(Coordinate annotation items)
* * *

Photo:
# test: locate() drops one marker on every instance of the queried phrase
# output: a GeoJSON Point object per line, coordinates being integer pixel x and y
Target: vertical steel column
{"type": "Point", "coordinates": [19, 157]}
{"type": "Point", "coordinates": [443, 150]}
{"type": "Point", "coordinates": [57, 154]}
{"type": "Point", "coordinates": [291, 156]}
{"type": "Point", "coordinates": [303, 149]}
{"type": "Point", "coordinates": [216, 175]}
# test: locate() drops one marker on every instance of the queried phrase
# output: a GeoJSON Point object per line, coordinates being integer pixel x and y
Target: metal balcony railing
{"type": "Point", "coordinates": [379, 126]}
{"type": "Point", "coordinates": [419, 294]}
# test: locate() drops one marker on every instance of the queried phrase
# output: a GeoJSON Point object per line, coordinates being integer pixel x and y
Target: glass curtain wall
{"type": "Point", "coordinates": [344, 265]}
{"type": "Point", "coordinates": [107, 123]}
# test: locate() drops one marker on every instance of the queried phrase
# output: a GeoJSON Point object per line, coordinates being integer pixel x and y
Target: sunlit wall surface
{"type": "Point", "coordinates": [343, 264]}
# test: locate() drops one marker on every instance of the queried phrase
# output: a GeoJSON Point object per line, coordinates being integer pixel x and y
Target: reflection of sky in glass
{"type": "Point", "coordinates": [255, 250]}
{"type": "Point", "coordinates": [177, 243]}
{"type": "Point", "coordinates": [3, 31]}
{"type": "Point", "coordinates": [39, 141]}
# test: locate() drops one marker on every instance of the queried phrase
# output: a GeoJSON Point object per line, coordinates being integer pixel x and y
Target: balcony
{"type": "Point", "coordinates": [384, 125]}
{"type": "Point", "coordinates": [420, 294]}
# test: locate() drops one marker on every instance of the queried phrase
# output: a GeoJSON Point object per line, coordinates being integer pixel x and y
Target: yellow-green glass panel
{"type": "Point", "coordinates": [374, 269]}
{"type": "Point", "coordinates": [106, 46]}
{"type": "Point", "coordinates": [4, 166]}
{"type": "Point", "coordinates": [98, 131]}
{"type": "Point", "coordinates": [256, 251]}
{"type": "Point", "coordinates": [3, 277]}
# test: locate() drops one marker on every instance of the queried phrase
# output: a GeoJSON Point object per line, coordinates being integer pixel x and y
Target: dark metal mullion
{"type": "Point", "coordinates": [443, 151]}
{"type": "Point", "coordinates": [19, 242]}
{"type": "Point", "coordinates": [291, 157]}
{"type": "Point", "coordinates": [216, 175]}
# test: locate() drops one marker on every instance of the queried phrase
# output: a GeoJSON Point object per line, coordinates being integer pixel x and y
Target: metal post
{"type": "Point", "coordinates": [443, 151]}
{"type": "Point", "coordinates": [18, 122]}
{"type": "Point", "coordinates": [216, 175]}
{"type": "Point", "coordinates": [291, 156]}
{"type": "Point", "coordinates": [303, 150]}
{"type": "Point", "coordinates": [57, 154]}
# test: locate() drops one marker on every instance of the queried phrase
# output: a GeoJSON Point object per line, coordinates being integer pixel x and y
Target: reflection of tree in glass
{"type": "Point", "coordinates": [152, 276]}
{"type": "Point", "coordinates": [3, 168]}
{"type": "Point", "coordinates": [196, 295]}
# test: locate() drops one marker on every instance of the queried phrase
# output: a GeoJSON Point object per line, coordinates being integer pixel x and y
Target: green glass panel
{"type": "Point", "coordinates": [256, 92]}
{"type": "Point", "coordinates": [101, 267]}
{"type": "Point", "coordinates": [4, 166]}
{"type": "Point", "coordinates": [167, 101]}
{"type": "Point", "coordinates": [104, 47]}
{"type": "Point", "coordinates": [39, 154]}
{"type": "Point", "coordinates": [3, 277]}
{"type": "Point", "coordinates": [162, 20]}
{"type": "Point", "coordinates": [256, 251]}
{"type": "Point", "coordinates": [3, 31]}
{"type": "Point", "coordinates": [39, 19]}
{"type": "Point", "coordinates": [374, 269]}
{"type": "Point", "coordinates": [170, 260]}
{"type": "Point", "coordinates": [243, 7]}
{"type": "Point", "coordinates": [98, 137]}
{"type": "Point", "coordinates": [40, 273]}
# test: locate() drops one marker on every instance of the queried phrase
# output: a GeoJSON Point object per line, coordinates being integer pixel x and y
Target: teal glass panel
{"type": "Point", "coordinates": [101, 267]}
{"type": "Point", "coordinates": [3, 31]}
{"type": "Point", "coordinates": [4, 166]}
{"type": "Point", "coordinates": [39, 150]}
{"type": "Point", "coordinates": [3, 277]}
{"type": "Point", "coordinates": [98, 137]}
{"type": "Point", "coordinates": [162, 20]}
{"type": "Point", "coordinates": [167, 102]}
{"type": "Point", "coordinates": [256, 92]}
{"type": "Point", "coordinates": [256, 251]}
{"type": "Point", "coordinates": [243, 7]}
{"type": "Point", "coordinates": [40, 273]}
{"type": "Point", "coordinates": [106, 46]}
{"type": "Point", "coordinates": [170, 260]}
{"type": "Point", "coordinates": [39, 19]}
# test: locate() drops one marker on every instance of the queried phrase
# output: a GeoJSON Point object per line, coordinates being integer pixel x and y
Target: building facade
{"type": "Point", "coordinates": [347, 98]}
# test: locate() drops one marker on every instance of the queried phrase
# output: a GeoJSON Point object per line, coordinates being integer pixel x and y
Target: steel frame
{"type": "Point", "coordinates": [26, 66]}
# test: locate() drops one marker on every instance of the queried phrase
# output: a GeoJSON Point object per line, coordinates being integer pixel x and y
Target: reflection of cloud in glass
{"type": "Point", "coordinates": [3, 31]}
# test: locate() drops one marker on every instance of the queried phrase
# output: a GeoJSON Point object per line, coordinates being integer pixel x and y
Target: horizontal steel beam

* * *

■ **STATED GOAL**
Pick out every line of the items above that contains the word "glass", and copy each one unchanged.

■ **THE ANSWER**
Target: glass curtain wall
Target: reflection of sky in glass
Target: yellow-green glass panel
Target: reflection of tree in glass
Target: green glass panel
Target: teal glass panel
Target: reflection of cloud in glass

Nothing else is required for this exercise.